### Exercise set:
**A.** In the essay on a broken heart, rewrite the paragraph beginning "I think we are born with a perfect heart" more briefly, keeping its main facts.
**B.** In the essay on a broken heart, what did the writer realize while crying?
**C.** Carry on the essay on a broken heart from its last sentence.

I think we are born with a perfect heart. Ive said this before. A perfectly intact beautiful heart full of love and with no damage. And as boys break them and loved ones pass away and friends disappoint us and we see the ugly side of people and we realize that bad things happen…it breaks a little each time. Mine has taken some hits the past few years. Its a bit tattered, worn, broken and hurting. And 95% of the time my spitfire personality and thick skin keep me going. Smiling. Working. Being happy. But sometimes you get knocked down one too many times and you might be a little slower to get up. As I was crying I realized I hadn’t cried since Lynda died. And I thought…what a stupid thing to cry about- the weather! But it isn’t the weather at all. That was just the final straw that knocked me to the floor. Like bricks. Lynda lived a GRAND life. She was the kindest person I’d ever known. The trajectory of my life changed because I listened to her advice.

### Recorded data:
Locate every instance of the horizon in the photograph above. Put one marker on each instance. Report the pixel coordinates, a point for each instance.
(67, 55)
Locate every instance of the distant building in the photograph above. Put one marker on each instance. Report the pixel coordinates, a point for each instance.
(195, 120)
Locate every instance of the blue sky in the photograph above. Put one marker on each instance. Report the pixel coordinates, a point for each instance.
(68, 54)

### Response list:
**A.** We are born with a perfect, undamaged heart full of love. It breaks a little each time boys break it, loved ones die, friends disappoint us, and we see people's ugly side and learn that bad things happen. My heart has taken hits in recent years and is tattered and hurting. Most of the time (95%), my spitfire personality and thick skin keep me smiling, working and happy, but after too many knockdowns I'm slower to get up. While crying, I realized I hadn't cried since Lynda died. The weather wasn't really the cause, only the final straw. Lynda lived a grand life and was the kindest person I'd known, and her advice changed the course of my life.

**B.** The writer hadn't cried since Lynda died.

**C.**
So as I told her daughter today, the grief and the sadness is not FOR her. She is at peace and out of pain. Thank God. The sadness is purely selfish. Its because we are left here without her. To miss her. Another void in my life. Another little rip at an already damaged heart. So as always Ive been hard on myself…I should suck it up, be tough, many have it much worse. I know that. Its my motto. But damn it once in a blue moon even the toughest of us hit the floor. So today was a REST day in my current workout program. Thank God. And I needed it. Physically, mentally. So I LET myself cry and feel sorry for myself and curse brain rot and death and cancer and snow and just sit in it. Sit in all the shit. Literally. And maybe I should let the world know I may not be made of glass but Im not made of steel either. All hearts get to a point where enough is enough. So I get to have a time out from life. A brief respite. Going AWOL. And sooner than later Ill stand right back up and grab my courage and dust myself off and conquer the world. But today. I am sad.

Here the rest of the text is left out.